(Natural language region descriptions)
##########
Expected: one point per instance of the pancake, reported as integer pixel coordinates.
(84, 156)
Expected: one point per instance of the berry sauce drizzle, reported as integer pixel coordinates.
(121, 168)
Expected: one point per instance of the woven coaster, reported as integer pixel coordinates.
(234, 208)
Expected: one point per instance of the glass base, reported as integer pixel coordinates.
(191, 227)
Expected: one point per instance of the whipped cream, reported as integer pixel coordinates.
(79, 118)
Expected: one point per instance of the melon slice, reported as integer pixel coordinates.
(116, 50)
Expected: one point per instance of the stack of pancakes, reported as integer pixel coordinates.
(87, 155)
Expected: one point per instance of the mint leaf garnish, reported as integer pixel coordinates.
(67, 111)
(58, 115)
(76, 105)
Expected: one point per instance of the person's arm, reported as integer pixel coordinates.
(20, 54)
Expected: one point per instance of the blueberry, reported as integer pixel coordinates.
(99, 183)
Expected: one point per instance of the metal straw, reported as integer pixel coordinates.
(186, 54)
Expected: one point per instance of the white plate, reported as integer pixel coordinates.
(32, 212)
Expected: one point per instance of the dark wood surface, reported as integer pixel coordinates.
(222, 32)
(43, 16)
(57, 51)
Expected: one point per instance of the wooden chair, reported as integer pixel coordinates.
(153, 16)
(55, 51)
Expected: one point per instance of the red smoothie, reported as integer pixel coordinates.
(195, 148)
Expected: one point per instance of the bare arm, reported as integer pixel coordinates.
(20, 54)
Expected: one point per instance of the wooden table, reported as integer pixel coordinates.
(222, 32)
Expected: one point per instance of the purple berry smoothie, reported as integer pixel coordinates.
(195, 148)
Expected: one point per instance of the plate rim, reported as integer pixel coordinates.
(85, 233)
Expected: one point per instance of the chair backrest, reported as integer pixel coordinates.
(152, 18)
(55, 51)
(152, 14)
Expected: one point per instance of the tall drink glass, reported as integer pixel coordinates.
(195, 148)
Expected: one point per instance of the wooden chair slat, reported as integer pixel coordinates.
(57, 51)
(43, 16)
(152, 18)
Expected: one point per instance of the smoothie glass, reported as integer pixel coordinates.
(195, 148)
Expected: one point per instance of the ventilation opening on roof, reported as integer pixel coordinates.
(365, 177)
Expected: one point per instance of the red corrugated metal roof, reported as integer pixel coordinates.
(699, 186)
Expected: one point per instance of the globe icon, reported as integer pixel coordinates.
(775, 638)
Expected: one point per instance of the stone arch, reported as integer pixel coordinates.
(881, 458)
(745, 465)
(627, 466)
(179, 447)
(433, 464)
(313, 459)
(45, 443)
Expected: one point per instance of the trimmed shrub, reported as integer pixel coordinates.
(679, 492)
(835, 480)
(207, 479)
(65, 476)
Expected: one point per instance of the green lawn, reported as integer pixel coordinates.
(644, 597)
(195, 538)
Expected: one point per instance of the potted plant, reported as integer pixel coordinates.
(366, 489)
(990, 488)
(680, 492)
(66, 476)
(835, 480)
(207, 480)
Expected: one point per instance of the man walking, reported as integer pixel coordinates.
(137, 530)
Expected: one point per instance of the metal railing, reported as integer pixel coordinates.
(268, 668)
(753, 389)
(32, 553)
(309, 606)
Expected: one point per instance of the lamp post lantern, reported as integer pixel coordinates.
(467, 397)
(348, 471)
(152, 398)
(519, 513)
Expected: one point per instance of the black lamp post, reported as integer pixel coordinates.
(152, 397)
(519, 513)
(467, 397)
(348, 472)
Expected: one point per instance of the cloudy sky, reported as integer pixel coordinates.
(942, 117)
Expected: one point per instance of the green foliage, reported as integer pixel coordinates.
##########
> **WHAT IS EXPECTED**: The records above should all be quoted exactly, please.

> **FINAL ANSWER**:
Expected: one point per instance of the pancake, reported as integer pixel coordinates.
(84, 156)
Expected: one point per instance of the berry sauce drizzle, reported as integer pixel coordinates.
(121, 168)
Expected: one point per instance of the woven coaster, reported as integer pixel coordinates.
(234, 208)
Expected: one point per instance of the glass base, reported as integer pixel coordinates.
(191, 227)
Expected: one point per instance of the whipped cream, reported as integer pixel coordinates.
(79, 118)
Expected: one point per instance of the melon slice, reported as integer pixel coordinates.
(116, 50)
Expected: one point per instance of the stack of pancakes, reported as integer pixel coordinates.
(87, 155)
Expected: one point per instance of the mint leaf garnish, reported as integer pixel coordinates.
(67, 111)
(58, 115)
(76, 105)
Expected: one point per instance of the person's arm, reported as integer pixel coordinates.
(20, 54)
Expected: one point per instance of the blueberry, reported as integer pixel coordinates.
(99, 183)
Expected: one point per instance of the metal straw, reported as integer pixel coordinates.
(186, 54)
Expected: one point per instance of the white plate, reported as integer pixel coordinates.
(32, 212)
Expected: one point per instance of the dark wood surface, reported as integer pixel coordinates.
(222, 32)
(43, 16)
(57, 51)
Expected: one point per instance of the wooden chair, reported as integer pixel coordinates.
(153, 16)
(55, 51)
Expected: one point per instance of the red smoothie, reported as integer pixel coordinates.
(195, 148)
Expected: one point per instance of the bare arm, reported as integer pixel coordinates.
(20, 54)
Expected: one point per instance of the wooden table, reported as integer pixel coordinates.
(222, 32)
Expected: one point per instance of the purple berry smoothie, reported as integer pixel coordinates.
(195, 148)
Expected: one point per instance of the plate rim, reported as integer pixel coordinates.
(85, 233)
Expected: one point per instance of the chair backrest, reported as integer pixel coordinates.
(152, 18)
(55, 51)
(152, 14)
Expected: one point per instance of the tall drink glass, reported as integer pixel coordinates.
(195, 148)
Expected: one point per instance of the wooden chair slat, reported as integer pixel coordinates.
(57, 51)
(43, 16)
(152, 18)
Expected: one point per instance of the smoothie glass, reported as integer pixel coordinates.
(195, 148)
Expected: one point per instance of the ventilation opening on roof, reported as integer pixel coordinates.
(365, 177)
Expected: one point per instance of the red corrugated metal roof, reported as integer pixel coordinates.
(699, 186)
Expected: one point per instance of the globe icon, reported as integer pixel coordinates.
(775, 638)
Expected: one point per instance of the stone arch, reported as integer pixel coordinates.
(881, 458)
(745, 465)
(627, 466)
(179, 447)
(433, 464)
(313, 459)
(45, 443)
Expected: one point per instance of the trimmed shrub, reported as integer pixel coordinates.
(679, 492)
(835, 480)
(207, 479)
(65, 476)
Expected: one point per instance of the green lawn, reported as integer pixel coordinates.
(644, 597)
(195, 538)
Expected: one point per instance of the potted plant, reported as integer pixel coordinates.
(366, 489)
(990, 488)
(680, 492)
(66, 476)
(835, 480)
(207, 480)
Expected: one point per instance of the man walking, reported as integer pixel coordinates.
(137, 530)
Expected: one point per instance of the metal railing, reported as integer pixel coordinates.
(268, 668)
(753, 389)
(32, 553)
(309, 606)
Expected: one point per instance of the lamp post lantern, reported as integer pixel coordinates.
(467, 397)
(348, 471)
(152, 398)
(519, 513)
Expected: one point per instance of the black lamp post, reported as integer pixel coordinates.
(152, 397)
(519, 513)
(467, 397)
(348, 472)
Expected: one point per instance of the cloudy sky, reported as integer pixel coordinates.
(942, 117)
Expected: one point per instance of the green foliage, reported as integer pixel coordinates.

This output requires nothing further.